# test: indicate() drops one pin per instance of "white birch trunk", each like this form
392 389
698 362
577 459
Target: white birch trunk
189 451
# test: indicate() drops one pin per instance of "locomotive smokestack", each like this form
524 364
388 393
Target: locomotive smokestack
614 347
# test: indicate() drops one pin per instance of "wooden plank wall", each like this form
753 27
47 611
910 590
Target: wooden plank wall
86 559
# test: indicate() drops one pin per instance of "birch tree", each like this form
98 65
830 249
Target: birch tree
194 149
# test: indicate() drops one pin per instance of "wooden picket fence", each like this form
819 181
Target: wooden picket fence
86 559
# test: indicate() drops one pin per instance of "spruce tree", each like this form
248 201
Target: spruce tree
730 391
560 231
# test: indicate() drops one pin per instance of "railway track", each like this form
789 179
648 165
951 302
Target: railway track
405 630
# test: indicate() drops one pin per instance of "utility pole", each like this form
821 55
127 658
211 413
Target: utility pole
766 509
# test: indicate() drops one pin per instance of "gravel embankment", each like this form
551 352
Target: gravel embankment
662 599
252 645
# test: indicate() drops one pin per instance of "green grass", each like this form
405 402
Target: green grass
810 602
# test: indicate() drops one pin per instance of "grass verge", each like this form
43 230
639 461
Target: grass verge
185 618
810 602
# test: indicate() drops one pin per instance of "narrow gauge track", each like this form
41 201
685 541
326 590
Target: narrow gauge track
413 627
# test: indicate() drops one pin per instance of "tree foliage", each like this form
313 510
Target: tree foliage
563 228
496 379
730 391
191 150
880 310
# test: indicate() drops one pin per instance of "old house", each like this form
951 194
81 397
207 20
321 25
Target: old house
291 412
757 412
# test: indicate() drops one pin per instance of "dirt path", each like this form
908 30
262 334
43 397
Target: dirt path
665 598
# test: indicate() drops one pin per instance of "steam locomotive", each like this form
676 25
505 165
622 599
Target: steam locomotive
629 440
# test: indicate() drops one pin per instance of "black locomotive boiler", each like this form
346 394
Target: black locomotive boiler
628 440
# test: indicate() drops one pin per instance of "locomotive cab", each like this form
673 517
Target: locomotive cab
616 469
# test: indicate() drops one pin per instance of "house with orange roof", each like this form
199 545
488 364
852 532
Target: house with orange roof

—————

Your task is to transcribe the material exactly.

# test: indicate() drops one pin per instance of "white birch trunk", each like this form
392 389
698 362
577 459
Target: white birch trunk
189 451
# test: indicate() drops one pin per instance of "locomotive smokestack", each like this form
524 364
388 393
Target: locomotive smokestack
614 347
# test: indicate() drops one pin per instance of "wooden plank wall", each like this form
753 27
47 611
910 590
Target: wooden plank wall
86 559
# test: indicate() drops one pin per instance of "birch tree", each like this form
98 65
830 249
Target: birch tree
194 149
# test: indicate() drops one pin per instance of "wooden picket fence", each like this form
819 181
Target: wooden picket fence
86 559
# test: indicate() drops one pin per instance of "spruce tree", each like this form
248 201
Target: spruce tree
730 391
560 231
# test: indicate() drops one pin per instance of "railway track", each like this form
789 179
648 165
951 302
Target: railway track
405 630
# test: indicate() drops one pin per instance of "utility pole", each like this form
821 55
127 658
211 413
Target: utility pole
766 509
# test: indicate() drops one pin per instance of "gravel embankment", each like this form
551 352
Target: gravel embankment
662 599
252 645
# test: indicate() drops one pin per instance of "green grass", each like this form
405 402
Target: green grass
810 602
# test: indicate() drops one pin per instance of "grass verge", each like this form
43 230
639 461
Target: grass verge
185 618
810 602
# test: indicate() drops one pin per instance of "narrow gauge track", each like this form
41 201
685 541
326 590
Target: narrow gauge track
413 627
# test: indicate() drops one pin per instance of "tree foliage", each like this form
313 510
Target: tree foliage
563 228
496 379
730 391
191 150
880 310
# test: indicate() drops one pin per instance of "old house", each like this form
951 194
81 397
207 20
321 25
Target: old house
291 412
757 412
# test: indicate() drops one pin per instance of "dirt path", each like this form
908 30
262 334
43 397
Target: dirt path
665 598
# test: indicate() drops one pin per instance of "steam locomotive", each like this form
676 25
505 165
622 599
Target: steam locomotive
629 440
# test: indicate() drops one pin per instance of "black locomotive boiler", each like this form
346 394
Target: black locomotive boiler
628 440
# test: indicate() drops one pin per instance of "locomotive cab", each like this form
673 517
Target: locomotive cab
616 469
# test: indicate() drops one pin per instance of "house with orange roof", each like this form
199 545
488 364
852 532
Target: house with orange roof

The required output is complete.